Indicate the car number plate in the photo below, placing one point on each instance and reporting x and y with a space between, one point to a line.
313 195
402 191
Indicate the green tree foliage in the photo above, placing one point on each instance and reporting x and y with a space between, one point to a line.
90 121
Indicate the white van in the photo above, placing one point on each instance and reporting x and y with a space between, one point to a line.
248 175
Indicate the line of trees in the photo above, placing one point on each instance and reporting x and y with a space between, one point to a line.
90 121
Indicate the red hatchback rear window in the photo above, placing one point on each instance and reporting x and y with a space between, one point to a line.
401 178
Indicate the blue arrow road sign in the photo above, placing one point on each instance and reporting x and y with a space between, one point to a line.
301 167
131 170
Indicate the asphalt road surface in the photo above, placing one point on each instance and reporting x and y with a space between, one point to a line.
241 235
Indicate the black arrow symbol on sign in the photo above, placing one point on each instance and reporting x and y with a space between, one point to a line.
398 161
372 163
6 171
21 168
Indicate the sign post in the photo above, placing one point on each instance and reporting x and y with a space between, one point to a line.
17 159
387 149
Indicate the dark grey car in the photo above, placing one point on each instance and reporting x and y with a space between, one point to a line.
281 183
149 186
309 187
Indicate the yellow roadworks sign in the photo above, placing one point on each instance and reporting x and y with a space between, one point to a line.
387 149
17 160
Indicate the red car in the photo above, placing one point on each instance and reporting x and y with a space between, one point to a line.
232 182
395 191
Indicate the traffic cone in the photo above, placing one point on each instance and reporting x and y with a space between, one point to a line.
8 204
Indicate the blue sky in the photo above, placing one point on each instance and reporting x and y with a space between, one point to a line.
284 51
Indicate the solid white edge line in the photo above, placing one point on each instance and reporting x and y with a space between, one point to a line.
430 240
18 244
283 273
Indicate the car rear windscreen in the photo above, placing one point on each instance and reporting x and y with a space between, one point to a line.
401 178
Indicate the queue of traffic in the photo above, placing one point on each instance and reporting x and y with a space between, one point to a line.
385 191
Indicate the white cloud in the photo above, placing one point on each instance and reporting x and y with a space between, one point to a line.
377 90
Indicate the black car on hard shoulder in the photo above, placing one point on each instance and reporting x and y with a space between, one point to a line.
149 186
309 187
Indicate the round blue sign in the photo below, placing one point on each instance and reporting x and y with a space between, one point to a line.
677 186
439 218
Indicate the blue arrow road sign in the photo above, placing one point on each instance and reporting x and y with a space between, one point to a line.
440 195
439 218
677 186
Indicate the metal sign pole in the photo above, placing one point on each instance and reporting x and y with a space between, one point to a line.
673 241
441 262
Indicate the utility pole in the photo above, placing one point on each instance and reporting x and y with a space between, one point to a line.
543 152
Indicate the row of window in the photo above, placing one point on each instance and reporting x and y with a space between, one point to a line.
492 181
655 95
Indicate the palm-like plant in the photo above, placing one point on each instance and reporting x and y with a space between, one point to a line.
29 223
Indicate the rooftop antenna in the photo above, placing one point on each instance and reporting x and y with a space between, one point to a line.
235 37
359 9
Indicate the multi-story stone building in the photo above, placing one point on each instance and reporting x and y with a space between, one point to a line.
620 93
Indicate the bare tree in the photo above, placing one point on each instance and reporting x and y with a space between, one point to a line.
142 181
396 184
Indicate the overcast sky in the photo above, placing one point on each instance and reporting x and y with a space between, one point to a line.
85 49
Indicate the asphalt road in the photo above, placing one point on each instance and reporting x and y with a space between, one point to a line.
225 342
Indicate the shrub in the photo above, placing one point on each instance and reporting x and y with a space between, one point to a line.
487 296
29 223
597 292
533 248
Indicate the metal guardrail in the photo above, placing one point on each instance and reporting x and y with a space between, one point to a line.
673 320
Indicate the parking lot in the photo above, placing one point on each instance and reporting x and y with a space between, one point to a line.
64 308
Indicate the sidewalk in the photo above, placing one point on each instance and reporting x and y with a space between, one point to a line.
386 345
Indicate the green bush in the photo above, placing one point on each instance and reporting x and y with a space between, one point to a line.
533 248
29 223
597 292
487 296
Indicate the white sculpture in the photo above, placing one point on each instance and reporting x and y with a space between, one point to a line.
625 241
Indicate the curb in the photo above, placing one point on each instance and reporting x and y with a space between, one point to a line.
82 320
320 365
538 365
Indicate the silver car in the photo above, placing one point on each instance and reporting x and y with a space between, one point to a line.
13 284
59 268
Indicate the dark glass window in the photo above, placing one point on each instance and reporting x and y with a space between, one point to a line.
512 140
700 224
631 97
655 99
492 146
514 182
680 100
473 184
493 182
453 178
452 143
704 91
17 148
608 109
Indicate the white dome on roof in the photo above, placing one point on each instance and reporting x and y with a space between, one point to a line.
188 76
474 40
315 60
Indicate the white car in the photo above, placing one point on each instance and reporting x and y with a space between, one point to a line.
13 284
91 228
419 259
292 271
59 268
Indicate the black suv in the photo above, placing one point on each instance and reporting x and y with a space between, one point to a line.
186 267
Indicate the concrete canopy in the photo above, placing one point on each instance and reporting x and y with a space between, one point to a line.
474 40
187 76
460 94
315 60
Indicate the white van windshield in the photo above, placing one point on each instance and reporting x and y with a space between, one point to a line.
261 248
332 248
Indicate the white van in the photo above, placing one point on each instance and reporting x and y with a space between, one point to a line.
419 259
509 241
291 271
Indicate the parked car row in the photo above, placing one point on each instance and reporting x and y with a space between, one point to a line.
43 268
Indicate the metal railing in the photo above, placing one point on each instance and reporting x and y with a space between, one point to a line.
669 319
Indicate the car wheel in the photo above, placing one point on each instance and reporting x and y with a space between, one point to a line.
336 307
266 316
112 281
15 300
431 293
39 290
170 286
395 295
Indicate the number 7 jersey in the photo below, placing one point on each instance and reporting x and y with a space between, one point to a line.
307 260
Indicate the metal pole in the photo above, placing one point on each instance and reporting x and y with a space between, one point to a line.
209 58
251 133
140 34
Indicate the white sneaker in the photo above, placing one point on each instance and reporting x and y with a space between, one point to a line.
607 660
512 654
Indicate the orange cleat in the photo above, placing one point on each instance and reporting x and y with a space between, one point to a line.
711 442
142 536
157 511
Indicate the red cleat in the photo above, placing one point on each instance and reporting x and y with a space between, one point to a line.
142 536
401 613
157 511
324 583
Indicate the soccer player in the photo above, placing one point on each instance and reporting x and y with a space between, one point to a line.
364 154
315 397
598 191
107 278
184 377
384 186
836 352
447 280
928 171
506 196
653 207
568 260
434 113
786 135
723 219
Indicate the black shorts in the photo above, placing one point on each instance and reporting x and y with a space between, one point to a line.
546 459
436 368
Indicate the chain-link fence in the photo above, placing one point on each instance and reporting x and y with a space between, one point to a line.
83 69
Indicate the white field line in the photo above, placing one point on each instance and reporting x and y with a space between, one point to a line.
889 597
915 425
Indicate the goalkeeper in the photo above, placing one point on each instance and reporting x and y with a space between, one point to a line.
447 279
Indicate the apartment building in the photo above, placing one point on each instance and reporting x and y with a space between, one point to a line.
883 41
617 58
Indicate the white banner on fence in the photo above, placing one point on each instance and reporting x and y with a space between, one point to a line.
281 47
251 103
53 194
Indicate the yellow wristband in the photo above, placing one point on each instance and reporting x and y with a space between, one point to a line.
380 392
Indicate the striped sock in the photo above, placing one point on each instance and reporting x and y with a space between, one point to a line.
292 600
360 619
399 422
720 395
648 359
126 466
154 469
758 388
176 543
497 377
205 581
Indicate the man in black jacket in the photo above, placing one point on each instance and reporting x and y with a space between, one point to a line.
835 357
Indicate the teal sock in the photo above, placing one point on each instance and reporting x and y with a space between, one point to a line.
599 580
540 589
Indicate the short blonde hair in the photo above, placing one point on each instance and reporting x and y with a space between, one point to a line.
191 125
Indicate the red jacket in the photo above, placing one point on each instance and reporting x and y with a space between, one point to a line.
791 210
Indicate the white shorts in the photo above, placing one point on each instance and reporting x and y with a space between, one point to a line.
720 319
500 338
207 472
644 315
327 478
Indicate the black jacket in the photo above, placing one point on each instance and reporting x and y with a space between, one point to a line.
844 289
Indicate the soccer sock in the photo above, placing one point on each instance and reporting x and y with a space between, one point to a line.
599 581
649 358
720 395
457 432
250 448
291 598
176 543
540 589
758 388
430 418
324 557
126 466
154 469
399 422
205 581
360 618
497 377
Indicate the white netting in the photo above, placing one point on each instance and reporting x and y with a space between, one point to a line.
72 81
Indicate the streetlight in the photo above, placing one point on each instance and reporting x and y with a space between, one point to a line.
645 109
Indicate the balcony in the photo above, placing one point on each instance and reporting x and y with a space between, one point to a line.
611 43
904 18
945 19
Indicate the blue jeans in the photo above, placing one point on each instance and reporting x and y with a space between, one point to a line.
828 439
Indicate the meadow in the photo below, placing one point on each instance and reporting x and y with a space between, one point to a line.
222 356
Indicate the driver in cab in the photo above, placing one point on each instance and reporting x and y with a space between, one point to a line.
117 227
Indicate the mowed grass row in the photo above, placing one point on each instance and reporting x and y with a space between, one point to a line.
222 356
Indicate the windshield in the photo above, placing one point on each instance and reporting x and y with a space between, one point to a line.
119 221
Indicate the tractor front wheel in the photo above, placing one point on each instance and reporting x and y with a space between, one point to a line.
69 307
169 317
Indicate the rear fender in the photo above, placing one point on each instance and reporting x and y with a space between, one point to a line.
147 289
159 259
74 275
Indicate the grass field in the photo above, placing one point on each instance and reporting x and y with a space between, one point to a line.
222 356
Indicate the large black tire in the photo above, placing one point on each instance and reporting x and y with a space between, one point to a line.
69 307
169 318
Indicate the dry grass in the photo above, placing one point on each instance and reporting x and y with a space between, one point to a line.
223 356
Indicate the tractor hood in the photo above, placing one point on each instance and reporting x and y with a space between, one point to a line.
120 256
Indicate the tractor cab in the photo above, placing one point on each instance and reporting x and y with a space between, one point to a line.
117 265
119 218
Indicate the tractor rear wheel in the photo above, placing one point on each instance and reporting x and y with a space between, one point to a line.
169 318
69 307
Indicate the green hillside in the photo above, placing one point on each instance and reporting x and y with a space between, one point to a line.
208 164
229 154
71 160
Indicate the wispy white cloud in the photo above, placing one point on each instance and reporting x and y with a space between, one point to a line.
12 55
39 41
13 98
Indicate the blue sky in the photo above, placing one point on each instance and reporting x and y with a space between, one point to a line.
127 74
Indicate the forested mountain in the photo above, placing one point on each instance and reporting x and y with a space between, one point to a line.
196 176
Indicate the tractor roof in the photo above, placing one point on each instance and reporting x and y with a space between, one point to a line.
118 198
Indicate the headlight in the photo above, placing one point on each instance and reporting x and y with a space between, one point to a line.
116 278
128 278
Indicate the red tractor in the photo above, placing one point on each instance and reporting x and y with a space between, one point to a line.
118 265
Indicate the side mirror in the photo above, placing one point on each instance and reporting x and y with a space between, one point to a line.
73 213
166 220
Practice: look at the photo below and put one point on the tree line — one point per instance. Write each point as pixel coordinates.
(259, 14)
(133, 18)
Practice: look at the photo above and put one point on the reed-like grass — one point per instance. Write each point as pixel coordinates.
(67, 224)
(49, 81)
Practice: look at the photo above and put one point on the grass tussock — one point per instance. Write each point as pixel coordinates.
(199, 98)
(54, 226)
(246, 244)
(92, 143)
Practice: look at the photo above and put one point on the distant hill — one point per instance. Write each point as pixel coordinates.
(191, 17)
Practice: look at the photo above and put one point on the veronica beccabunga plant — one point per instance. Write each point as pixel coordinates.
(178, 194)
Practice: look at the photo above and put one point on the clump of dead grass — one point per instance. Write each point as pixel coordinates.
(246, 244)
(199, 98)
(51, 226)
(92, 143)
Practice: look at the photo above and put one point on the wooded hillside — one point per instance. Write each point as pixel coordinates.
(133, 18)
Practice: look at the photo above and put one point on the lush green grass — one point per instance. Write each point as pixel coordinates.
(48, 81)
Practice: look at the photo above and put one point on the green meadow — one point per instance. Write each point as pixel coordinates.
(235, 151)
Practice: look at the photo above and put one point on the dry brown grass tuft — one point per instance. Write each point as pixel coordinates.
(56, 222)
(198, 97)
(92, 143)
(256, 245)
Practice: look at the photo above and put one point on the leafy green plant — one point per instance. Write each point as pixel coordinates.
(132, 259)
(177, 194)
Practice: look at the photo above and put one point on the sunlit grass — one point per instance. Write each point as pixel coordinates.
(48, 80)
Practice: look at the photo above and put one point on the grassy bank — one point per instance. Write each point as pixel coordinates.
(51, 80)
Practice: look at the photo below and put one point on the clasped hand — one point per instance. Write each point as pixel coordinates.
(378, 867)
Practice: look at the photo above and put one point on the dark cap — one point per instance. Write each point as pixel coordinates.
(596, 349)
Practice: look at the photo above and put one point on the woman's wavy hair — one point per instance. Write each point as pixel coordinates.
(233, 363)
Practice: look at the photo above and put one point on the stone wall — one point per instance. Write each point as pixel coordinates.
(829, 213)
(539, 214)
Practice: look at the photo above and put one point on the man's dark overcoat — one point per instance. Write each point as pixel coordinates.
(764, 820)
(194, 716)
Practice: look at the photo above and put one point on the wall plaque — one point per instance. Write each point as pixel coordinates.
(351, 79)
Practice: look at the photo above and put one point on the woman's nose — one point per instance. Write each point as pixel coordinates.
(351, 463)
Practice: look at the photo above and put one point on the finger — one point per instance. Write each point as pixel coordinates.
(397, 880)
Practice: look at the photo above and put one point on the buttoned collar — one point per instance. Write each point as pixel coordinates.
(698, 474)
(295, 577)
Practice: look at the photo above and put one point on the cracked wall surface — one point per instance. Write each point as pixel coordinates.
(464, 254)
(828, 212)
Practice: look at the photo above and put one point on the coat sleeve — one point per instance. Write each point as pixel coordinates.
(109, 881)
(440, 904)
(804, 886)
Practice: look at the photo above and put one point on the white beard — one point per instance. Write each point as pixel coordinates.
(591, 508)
----
• _Your goal_:
Only the lines from the one with "on the dark" through the end of the material are wanted; copy them exactly, both ends included.

• _Worked answer_:
Practice: look at the photo above and put one point on the dark cap — one point per instance. Write each point as pixel coordinates.
(596, 349)
Practice: look at the photo above and put one point on the woman's wavy hair — one point per instance. Write each point as pixel coordinates.
(233, 363)
Practice: look at the photo above and put one point on the stone wall — one point per instance. Write each point as pixel coordinates.
(829, 213)
(539, 214)
Practice: look at the photo above and put one point on the man's dark overcoat — one point per instance. Write each point as pixel coordinates.
(764, 820)
(194, 716)
Practice: look at the photo above and put one point on the wall plaque — one point per instance. Write each point as pixel coordinates.
(351, 79)
Practice: look at the photo above and put one point on the woman's nose — one point per instance. Write each point as pixel coordinates.
(351, 463)
Practice: look at the photo above and put one point on the finger — one point per instance. Write each point as pixel coordinates.
(397, 880)
Practice: look at the photo above and put one point on the buttoned collar — one point per instance. Write each point as pixel coordinates.
(698, 474)
(295, 577)
Practice: look at the photo above and put one point on the cracked wall surface — one point per instance. Write each point as pixel coordinates.
(464, 254)
(828, 212)
Practice: look at the photo above and put one point on the coat sleeve — one point per instance. Write each point as pixel coordinates.
(109, 881)
(440, 904)
(804, 886)
Practice: look at the photo above and put one point on the white beard — one point per instance. Write each point as pixel coordinates.
(591, 508)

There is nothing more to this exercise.